_Actions to take_.
1: Could you write out the market commentary word for word, from "While expectations were" to "for mild losses."?
2: Could you carry the market commentary on beyond its last sentence?

*** Opening Document passage ***

After a weak handover from Wall Street and Asia, European bourses are heading south, giving back some of yesterday’s gains.
A combination of surging US treasury yields overnight and risk-off trade-on concerns over further fallout from the Archegos margin default are dragging on stocks. While Tuesday’s session in Europe was notably strong with several European bourses hitting key milestone levels or fresh all-time highs, the optimism was unlikely to last given the old continent’s deteriorating Covid picture.
Not even upbeat data has been able to pull European indices out of the red. UK GDP for the fourth quarter was upwardly revised to 1.3% quarter-on-quarter – an improvement on the 1% earlier reading. Even so, this still puts the UK economic contraction for 2020 at -9.8%, the largest contraction in three centuries.
While expectations were that UK stocks would outperform this quarter given its underperformance versus peers, that hasn’t rung true so far. The FTSE needs to see a move above 6800, out of its current holding pattern, in order for the bulls to gain momentum.
Looking ahead to the US open, futures are pointing to a mixed start. The tech-heavy Nasdaq is attempting to keep above the flatline, while the broader US market is heading for mild losses.
While US treasury yields have eased back from overnight highs, this is most likely a bout of profit-taking rather than any fundamental change to the bond market rout.
Today’s key event will be the unveiling of Biden’s infrastructure plan – another bold move by the US President that could amount to USD4 trillion. This comes hot on the heels of the recently approved USD1.9 trillion stimulus plan, further bolstering expectations for a strong US economic recovery.

*** Closing Document passage ***
*** Opening Data shown ***

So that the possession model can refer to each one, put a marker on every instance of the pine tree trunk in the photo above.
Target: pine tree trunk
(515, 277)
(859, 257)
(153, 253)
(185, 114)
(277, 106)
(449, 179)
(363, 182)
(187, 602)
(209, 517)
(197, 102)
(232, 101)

*** Closing Data shown ***

_Exercise results_.
1:
While expectations were that UK stocks would outperform this quarter given its underperformance versus peers, that hasn’t rung true so far. The FTSE needs to see a move above 6800, out of its current holding pattern, in order for the bulls to gain momentum.
Looking ahead to the US open, futures are pointing to a mixed start. The tech-heavy Nasdaq is attempting to keep above the flatline, while the broader US market is heading for mild losses.

2:
Yields will be very much in focus following the unveiling and are likely to dictate the markets’ direction.
USD could have further to run
While US dollar bulls are pausing for breath today as bond yields ease off highs, the technical picture suggests that March’s run-up could still have further to go. The US dollar index crossed above the key 200-day moving average and is on track to close the month 3% higher.
US 10-year treasury yields have slipped from an overnight high of 1.78 to 1.73 at the time of writing, pulling the greenback lower. However, huge fiscal stimulus and an aggressive vaccine rollout are expected to result in a strong economic rebound.
Biden’s USD1.9 trillion stimulus package has unquestionably helped boost consumer confidence, which jumped from 90.4 to 109.7 – the highest level since the start of the pandemic. Job market optimism is also elevated, giving few reasons to be cautious about US economic recovery and the US dollar right now.
Looking forward, President Biden and the ADP payrolls ahead of tomorrow’s NFP could well bring further positive momentum to the greenback.